- REQUIREMENT 1:
Reproduce the passage from the Vimeo copyright ruling summary from "DMCA Threshold Issues" to "protect copyrighted works.".
- REQUIREMENT 2:
Answer these questions on the Vimeo copyright ruling summary:
(a) According to its Terms of Service, what did Vimeo reserve the right to remove?
(b) Of the 199 videos at issue, how many were uploaded by individuals who were or became Vimeo employees?
(c) Why did the court reject Capitol's argument that allowing downloads meant Vimeo did not provide "storage"?

- EXCERPT:
▬▬▬

DMCA Threshold Issues

The court began by noting that the various DMCA safe harbors shield service providers from claims of copyright infringement. To qualify for protection under any DMCA safe harbor, including the section 512(c) safe harbor, a party must establish that it meets three threshold criteria:
  • It must be a service provider as defined by the statute.
  • It must have adopted a policy for the termination of repeat infringers, informed users of the policy and reasonably implemented the policy.
  • It must not interfere with standard technical measures used by copyright owners to identify or protect copyrighted works.
Here, the court determined that Vimeo met all three criteria because:
  • It was a service provider within the expansive definition of the statute because it was a provider of online services that hosts and distributes user material by permitting users to upload, share and view videos.
  • It adopted, informed users of and reasonably implemented a repeat infringer policy when it, among other things:
    • required users to agree to its Terms of Service including agreeing that they would not use the service to upload or otherwise make available any content that infringed any patent, trademark, trade secret or copyright right;
    • informed users in its Terms of Service that it reserved the right to remove videos and user accounts for violations of the Terms; and
    • terminated the accounts of infringing users.
  • Capitol's claim that Vimeo's privacy settings thwart copyright owners from collecting information needed to send a takedown notice was insufficient evidence to prove that Vimeo interferes with standard technical measures.

512(c) Safe Harbor Requirements

After determining that Vimeo met the threshold requirements for safe harbor protection, the court considered whether Vimeo met the specific requirements for section 512(c) safe harbor protection. Capitol argued that Vimeo did not meet the requirements because:
  • The infringing content in the videos was not "by reason of the storage at the direction of a user."
  • Vimeo had actual or red flag knowledge of infringement, or was willfully blind to it.
  • Vimeo had the right and ability to control the infringement and financially benefitted from it.
  • Vimeo did not expeditiously remove infringing material.

Storage at the Direction of a User

Taking each allegation in turn, the court first addressed whether certain videos uploaded by Vimeo employees were "stored at the direction of a user." It was undisputed that ten of the 199 videos at issue in the suit were uploaded by individuals who were or became Vimeo employees. Capitol argued that Vimeo employees served as an editorial voice for the site and pointed out that the web pages displaying the videos indicated that the video was posted by a Vimeo employee. As a result, Capitol argued, the ten employee-uploaded videos could not be characterized as being "stored at the direction of a user" but instead were at the direction of Vimeo through common law agency principles. The court found that based on the existing evidence it was unclear whether the employees were storing the videos in their capacity as Vimeo employees or as "users" within the meaning of the statute and therefore a triable issue of fact had been raised precluding summary judgment for Vimeo on those videos.
Capitol also argued that because Vimeo permits users to download videos on the website, that it does not provide "storage" under § 512(c). The court rejected this argument because Capitol could not point to any case law that held or suggested that a service provider must be denied DMCA protection if it allowed users to download content.

Knowledge of Infringement

Capitol claimed that Vimeo had actual or red flag knowledge of infringement because Vimeo employees:
  • Entered comments on the designated web pages of some of the videos at issue.

▬▬▬

- PROVIDED MATERIAL:
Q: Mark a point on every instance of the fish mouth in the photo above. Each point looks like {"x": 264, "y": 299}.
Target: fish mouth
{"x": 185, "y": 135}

▬▬▬

- OUTPUT 1:
DMCA Threshold Issues

The court began by noting that the various DMCA safe harbors shield service providers from claims of copyright infringement. To qualify for protection under any DMCA safe harbor, including the section 512(c) safe harbor, a party must establish that it meets three threshold criteria:
  • It must be a service provider as defined by the statute.
  • It must have adopted a policy for the termination of repeat infringers, informed users of the policy and reasonably implemented the policy.
  • It must not interfere with standard technical measures used by copyright owners to identify or protect copyrighted works.

- OUTPUT 2:
(a) Videos and user accounts, for violations of the Terms.
(b) Ten.
(c) Capitol could not point to any case law holding or suggesting that a service provider must be denied DMCA protection if it allowed users to download content.